Aim of the task - Copy the lines verbatim, beginning with the line that contains "Find the boy's face;" and continuing through the end of the material.

┌──

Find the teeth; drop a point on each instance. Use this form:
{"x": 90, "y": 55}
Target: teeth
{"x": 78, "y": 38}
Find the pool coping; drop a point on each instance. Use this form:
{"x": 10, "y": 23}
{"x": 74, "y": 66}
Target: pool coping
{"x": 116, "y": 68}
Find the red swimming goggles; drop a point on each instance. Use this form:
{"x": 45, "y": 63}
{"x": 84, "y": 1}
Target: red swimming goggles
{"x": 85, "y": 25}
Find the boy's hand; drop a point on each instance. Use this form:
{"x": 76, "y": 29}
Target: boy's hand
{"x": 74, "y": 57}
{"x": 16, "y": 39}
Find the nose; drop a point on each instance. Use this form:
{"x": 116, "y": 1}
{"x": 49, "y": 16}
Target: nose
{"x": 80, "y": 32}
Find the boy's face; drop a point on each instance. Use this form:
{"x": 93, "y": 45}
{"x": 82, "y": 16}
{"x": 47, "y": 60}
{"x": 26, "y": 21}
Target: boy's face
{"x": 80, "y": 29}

└──

Answer to the task -
Find the boy's face; drop a point on each instance. Use this form:
{"x": 93, "y": 45}
{"x": 82, "y": 16}
{"x": 47, "y": 60}
{"x": 26, "y": 21}
Target: boy's face
{"x": 80, "y": 29}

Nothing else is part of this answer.